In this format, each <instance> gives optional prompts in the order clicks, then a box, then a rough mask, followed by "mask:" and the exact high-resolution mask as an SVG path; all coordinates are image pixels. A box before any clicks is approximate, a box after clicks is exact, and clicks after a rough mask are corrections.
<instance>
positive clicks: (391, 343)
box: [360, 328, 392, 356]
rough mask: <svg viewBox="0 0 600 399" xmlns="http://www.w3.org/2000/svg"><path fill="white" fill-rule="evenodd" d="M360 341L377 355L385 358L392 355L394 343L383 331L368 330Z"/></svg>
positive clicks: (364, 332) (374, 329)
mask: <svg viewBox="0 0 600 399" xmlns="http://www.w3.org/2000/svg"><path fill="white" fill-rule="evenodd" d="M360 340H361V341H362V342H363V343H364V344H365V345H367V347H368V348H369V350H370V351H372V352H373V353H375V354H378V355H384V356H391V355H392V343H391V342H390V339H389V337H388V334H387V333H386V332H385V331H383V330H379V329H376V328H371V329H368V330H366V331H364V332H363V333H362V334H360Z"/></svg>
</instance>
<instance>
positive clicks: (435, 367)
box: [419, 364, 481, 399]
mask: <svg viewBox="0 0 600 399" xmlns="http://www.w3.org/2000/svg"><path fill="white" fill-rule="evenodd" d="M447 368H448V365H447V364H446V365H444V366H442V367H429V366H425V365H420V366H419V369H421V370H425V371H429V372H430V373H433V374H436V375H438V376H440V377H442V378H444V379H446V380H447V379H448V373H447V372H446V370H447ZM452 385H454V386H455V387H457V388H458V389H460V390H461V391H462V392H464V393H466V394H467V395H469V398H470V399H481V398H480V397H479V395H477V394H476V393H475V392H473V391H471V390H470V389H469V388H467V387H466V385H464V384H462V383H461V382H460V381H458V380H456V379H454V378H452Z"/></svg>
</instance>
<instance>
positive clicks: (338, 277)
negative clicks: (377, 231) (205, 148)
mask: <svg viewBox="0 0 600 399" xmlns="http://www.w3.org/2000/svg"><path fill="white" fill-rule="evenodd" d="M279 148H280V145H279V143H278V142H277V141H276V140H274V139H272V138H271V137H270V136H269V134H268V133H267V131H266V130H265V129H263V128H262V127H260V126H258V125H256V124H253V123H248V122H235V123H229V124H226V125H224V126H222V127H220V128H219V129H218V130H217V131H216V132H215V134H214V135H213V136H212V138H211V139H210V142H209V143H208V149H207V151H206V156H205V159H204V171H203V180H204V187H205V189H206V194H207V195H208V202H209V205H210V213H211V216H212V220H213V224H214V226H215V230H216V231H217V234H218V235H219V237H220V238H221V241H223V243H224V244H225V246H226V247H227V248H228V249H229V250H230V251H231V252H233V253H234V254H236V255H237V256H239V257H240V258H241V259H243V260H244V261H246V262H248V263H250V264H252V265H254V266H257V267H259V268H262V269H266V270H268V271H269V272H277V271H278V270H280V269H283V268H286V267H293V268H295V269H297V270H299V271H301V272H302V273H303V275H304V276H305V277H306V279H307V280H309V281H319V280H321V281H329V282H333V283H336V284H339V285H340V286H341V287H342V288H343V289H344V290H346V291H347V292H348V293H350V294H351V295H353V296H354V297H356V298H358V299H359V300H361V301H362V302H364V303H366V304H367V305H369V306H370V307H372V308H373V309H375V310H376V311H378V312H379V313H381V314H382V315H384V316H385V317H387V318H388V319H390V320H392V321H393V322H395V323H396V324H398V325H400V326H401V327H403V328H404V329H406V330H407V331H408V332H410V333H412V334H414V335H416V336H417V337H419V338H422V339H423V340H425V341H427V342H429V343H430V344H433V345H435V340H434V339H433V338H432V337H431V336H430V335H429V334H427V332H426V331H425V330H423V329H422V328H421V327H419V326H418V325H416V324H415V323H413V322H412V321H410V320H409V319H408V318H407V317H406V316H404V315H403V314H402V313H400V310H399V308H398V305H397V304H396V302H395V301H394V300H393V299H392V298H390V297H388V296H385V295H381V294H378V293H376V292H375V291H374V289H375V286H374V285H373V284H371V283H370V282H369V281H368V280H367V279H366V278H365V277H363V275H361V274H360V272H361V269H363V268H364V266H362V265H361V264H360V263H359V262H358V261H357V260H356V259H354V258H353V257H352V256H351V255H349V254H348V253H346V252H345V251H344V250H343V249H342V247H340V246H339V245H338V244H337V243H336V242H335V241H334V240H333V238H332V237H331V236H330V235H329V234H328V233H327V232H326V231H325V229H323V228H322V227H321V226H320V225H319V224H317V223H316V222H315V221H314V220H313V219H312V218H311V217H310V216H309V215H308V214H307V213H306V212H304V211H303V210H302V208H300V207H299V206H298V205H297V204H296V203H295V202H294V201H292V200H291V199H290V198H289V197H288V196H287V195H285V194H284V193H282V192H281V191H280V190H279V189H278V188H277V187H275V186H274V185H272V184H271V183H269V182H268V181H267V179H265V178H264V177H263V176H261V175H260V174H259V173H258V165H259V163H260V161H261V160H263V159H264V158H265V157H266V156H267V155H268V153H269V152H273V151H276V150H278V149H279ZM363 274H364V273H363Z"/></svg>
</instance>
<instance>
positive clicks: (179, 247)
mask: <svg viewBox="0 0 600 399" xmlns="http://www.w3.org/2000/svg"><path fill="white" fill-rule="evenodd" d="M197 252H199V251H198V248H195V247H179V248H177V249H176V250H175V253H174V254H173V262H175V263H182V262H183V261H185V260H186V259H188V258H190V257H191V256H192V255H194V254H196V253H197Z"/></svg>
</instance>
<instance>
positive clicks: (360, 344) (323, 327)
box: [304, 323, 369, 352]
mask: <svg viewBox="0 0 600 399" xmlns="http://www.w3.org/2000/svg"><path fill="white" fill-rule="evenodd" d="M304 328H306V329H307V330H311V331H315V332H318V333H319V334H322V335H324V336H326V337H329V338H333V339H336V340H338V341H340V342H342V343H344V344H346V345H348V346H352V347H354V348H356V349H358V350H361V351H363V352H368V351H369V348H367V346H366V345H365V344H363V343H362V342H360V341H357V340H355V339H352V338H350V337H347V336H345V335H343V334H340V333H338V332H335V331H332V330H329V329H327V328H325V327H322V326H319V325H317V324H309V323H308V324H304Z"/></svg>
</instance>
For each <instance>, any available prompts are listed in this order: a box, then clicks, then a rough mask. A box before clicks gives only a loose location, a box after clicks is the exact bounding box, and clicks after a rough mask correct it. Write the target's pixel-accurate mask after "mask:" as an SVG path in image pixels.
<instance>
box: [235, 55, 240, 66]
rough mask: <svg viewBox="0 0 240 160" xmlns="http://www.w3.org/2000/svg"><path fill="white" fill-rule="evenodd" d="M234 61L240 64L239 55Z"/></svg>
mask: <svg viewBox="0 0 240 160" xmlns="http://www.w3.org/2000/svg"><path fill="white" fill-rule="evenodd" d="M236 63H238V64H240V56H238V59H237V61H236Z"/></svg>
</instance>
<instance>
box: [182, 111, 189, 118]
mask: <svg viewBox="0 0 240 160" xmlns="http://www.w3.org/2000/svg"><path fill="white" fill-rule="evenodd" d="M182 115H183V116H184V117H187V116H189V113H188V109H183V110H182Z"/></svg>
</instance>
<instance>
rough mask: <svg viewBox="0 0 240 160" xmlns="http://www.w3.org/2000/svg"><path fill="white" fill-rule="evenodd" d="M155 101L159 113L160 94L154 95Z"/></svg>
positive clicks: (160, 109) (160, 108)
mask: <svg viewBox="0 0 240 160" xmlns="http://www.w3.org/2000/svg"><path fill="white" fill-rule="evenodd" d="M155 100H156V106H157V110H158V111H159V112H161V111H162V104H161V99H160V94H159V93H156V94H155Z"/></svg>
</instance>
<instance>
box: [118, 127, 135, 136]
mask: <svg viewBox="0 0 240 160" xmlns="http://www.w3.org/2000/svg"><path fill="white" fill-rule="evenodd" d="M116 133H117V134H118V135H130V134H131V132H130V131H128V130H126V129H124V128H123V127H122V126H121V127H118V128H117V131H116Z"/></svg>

» **Exercise objective**:
From the records above, print exactly the lines that run from the line with "positive clicks: (391, 343)" to the line with "341L377 355L385 358L392", inclusive.

» **Result below**:
positive clicks: (391, 343)
box: [360, 328, 392, 356]
rough mask: <svg viewBox="0 0 600 399" xmlns="http://www.w3.org/2000/svg"><path fill="white" fill-rule="evenodd" d="M360 341L377 355L385 358L392 355L394 343L383 331L368 330Z"/></svg>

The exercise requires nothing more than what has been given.